■ REQUIREMENT ■
Rewrite the lines below, changing every "single dot" to "single point" and leaving everything else as it is.

■ DATASET RECORDS ■
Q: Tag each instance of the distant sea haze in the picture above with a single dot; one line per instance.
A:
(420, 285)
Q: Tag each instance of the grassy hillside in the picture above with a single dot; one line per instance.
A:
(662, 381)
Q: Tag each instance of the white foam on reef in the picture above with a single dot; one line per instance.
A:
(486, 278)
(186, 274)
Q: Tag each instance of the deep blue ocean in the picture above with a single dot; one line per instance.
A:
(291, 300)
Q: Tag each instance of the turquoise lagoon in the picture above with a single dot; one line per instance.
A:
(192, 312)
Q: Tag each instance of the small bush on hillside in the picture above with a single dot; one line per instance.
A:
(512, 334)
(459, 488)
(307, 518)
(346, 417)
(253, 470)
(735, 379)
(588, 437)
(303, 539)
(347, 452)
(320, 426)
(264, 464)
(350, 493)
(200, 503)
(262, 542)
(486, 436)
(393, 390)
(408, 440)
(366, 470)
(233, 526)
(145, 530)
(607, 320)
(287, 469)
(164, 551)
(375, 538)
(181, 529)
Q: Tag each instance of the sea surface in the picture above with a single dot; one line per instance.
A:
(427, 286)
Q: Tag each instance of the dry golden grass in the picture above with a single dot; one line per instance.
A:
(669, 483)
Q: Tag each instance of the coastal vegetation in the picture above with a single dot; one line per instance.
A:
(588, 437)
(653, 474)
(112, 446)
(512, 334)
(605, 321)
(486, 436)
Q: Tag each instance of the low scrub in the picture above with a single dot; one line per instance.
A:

■ WRITTEN SOLUTION ■
Q: Tag each instance of the distant sea haze in the picture above with a single point; one line per instance.
A:
(420, 285)
Q: Tag each instance of the grassy hillside in the picture above with a single point; one line per instance.
A:
(662, 381)
Q: Tag each instance of the white foam on reef in the picture above with a single point; one line per instance.
A:
(486, 278)
(186, 274)
Q: Tag each instance of the deep blue ocean in the picture above with a single point; one line per instance.
A:
(291, 300)
Q: Tag each instance of the turquoise lagoon in the picture above with a single point; one line per instance.
A:
(192, 312)
Q: Tag each instance of the small bush on hillside in the picture above with a single point; one line per instance.
A:
(512, 334)
(459, 488)
(307, 518)
(346, 417)
(253, 470)
(735, 379)
(588, 437)
(303, 539)
(347, 452)
(320, 426)
(264, 464)
(350, 493)
(200, 503)
(262, 542)
(486, 436)
(393, 390)
(408, 440)
(366, 470)
(233, 526)
(145, 530)
(607, 320)
(287, 469)
(164, 551)
(375, 538)
(181, 529)
Q: Tag each instance of the sea surface in the picture above with a single point; one line per instance.
A:
(427, 286)
Q: Tag each instance of the dry golden grass in the picture above with a single point; one line per instance.
A:
(669, 483)
Q: Tag each instance of the coastal vegetation in the picture above with a single point; one line per instance.
A:
(588, 437)
(653, 474)
(112, 446)
(512, 334)
(605, 321)
(486, 436)
Q: Tag each instance of the low scrub in the picture above with a single point; one line per instance.
A:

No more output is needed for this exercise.